◆ AIM OF THE EXERCISE ◆
Copy the data verbatim and leave out every picture.

START MATERIAL FOR THIS TASK

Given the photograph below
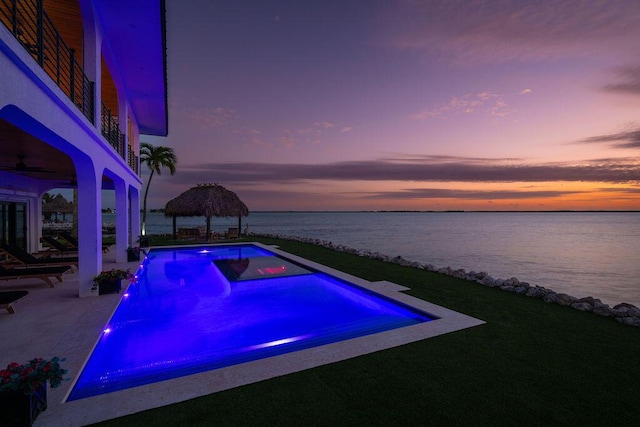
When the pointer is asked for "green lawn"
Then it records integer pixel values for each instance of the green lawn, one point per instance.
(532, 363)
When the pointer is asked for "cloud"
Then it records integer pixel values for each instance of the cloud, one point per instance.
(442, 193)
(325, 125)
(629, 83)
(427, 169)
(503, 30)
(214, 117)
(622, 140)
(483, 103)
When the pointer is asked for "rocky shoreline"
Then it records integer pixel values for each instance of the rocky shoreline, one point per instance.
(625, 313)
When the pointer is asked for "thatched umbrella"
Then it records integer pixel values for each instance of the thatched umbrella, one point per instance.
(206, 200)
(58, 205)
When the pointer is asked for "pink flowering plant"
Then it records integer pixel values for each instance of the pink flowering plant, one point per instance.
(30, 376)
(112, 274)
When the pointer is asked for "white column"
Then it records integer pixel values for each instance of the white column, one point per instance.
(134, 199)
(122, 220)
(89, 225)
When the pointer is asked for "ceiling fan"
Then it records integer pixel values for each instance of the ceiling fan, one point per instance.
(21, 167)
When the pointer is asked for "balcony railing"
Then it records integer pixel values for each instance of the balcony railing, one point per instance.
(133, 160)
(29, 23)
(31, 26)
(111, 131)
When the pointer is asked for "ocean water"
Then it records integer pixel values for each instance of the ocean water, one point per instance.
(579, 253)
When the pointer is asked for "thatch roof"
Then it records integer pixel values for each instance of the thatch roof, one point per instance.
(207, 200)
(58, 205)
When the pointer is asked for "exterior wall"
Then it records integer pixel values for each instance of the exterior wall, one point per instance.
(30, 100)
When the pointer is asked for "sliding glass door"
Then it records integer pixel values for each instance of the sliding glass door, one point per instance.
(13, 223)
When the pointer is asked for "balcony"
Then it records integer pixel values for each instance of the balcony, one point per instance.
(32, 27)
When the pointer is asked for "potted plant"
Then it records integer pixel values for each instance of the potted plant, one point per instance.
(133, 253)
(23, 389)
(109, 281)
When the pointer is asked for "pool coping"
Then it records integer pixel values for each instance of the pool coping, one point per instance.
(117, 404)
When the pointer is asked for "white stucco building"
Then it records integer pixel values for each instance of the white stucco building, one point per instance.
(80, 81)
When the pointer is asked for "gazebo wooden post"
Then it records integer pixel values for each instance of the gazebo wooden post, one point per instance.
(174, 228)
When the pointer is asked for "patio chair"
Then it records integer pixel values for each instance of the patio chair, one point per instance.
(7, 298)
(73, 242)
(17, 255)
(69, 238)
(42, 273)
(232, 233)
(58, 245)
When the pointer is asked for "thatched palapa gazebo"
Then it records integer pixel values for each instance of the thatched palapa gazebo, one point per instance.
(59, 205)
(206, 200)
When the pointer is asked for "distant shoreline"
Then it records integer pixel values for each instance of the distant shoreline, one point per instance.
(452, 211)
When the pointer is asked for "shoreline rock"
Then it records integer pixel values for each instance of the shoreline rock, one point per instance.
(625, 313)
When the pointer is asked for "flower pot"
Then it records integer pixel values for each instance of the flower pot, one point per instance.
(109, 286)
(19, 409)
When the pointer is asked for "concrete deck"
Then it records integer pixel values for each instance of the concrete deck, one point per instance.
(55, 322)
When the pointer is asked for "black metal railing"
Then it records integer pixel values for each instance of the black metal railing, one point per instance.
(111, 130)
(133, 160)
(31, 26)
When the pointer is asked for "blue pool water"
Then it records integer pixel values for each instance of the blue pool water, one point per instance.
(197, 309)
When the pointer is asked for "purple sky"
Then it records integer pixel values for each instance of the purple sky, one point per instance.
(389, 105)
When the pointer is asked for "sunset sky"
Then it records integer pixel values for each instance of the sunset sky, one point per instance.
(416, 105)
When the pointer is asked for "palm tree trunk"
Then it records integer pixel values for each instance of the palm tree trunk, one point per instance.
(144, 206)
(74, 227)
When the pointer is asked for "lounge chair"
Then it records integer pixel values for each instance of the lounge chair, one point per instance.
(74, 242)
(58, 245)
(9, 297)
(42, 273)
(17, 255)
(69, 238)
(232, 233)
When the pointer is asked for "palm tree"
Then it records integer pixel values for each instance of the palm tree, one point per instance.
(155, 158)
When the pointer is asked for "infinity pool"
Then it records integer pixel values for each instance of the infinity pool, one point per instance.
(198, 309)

END MATERIAL FOR THIS TASK

◆ TASK RESPONSE ◆
Given the photograph below
When the pointer is asked for "green lawn"
Then it records integer pixel values for each instance of the green lawn, one point per instance.
(532, 363)
When the pointer is asked for "cloud"
Then it records integer pixel values for each instance of the cloud, one point per instance.
(442, 193)
(325, 125)
(629, 83)
(427, 169)
(503, 30)
(214, 117)
(622, 140)
(483, 103)
When the pointer is asked for "rocky shoreline"
Then it records integer pixel values for each instance of the rocky shoreline, one point per instance.
(625, 313)
When the pointer is asked for "thatched umbrella"
Then it records integer pixel values for each instance of the thatched umbrella, one point per instance.
(206, 200)
(58, 205)
When the pointer is asked for "pink flowering plant"
Then it records integer pixel values for each instance of the pink flowering plant, one point per instance.
(30, 376)
(112, 274)
When the pointer is asked for "white column"
Then it records integer pixel values for each instance of the white column, one point per instance.
(134, 199)
(122, 220)
(89, 225)
When the pointer is asked for "ceiling fan"
Then it records integer pixel values for each instance of the ceiling fan, one point per instance.
(21, 167)
When the pointer is asked for "balcony railing"
Then it records integer pixel values for each instance of the balcony railing, one point per instance.
(133, 160)
(29, 23)
(31, 26)
(111, 131)
When the pointer is asked for "ocean water"
Then it records integer pixel values for each instance of the ocean water, one point per instance.
(579, 253)
When the pointer is asked for "thatch roof"
Then it records integer pixel values for each instance of the thatch roof, one point per instance.
(207, 200)
(58, 205)
When the pointer is asked for "exterior wall"
Then it records integer pixel values for each instance of the exterior wall, one point per instance.
(30, 100)
When the pointer is asked for "sliding glass door"
Then it records integer pixel values for each instance of the sliding glass door, one point per instance.
(13, 223)
When the pointer is asked for "balcony"
Then it records integer pixel values for each instance of the balcony, one point per instance.
(32, 27)
When the pointer is asked for "potted plant"
Then it records integer pixel values for each instance of the potted plant, one point per instance.
(133, 253)
(23, 389)
(109, 281)
When the pointer is asked for "pool coping"
Then it records integer pixel values for each instance of the pool coping, one point per instance.
(117, 404)
When the pointer is asked for "white stucco building"
Then it records integer pixel values for each instance of the white stucco building, one point per instance.
(80, 81)
When the pointer is asked for "gazebo wooden post"
Then it records integer pixel values for each instance of the gazebo wooden post, one point per instance.
(174, 228)
When the pointer is asked for "patio chair"
Then it records integer pixel values for each instance of the patio chair, one point per instance.
(7, 298)
(73, 242)
(17, 255)
(69, 238)
(42, 273)
(232, 233)
(58, 245)
When the pointer is asked for "thatched palapa gazebo"
Then it records integer pixel values for each instance of the thatched palapa gazebo, one point per instance.
(59, 205)
(206, 200)
When the pointer is asked for "distant shoreline"
Then it records integer pixel values for each instance of the distant shoreline, one point per instance.
(452, 211)
When the pointer is asked for "shoreline rock"
Then it records integer pixel values for each instance of the shoreline rock, one point per instance.
(625, 313)
When the pointer is asked for "flower pot"
Then it records integer pixel values for each instance of the flower pot, one point per instance.
(109, 286)
(19, 409)
When the pointer is asked for "concrete deck"
Then it records integer pixel values for each instance of the concrete deck, one point per instance.
(55, 322)
When the pointer is asked for "black metal railing"
Then it records integer pixel values for each instance of the black metal railing, one point per instance.
(111, 130)
(133, 160)
(31, 26)
When the pointer is asked for "blue pool water"
Then it records integer pixel values for each instance of the blue pool water, one point per instance.
(197, 309)
When the pointer is asked for "purple sky"
Then it records integer pixel values for each instance of the purple sky, one point per instance.
(389, 105)
When the pointer is asked for "sunset sky"
Then it records integer pixel values for each instance of the sunset sky, one point per instance.
(416, 105)
When the pointer is asked for "palm tree trunk"
Then it records integer pixel values for each instance of the palm tree trunk, one point per instance.
(144, 206)
(74, 227)
When the pointer is asked for "lounge chair"
Then it records integer pixel values for each instance of the lounge chair, one point per instance.
(74, 242)
(58, 245)
(9, 297)
(42, 273)
(17, 255)
(69, 238)
(232, 233)
When the pointer is asked for "palm tree"
Then it records integer pixel values for each instance of the palm tree, one point per instance.
(155, 158)
When the pointer is asked for "infinity pool"
Then it records integer pixel values for each instance of the infinity pool, one point per instance.
(198, 309)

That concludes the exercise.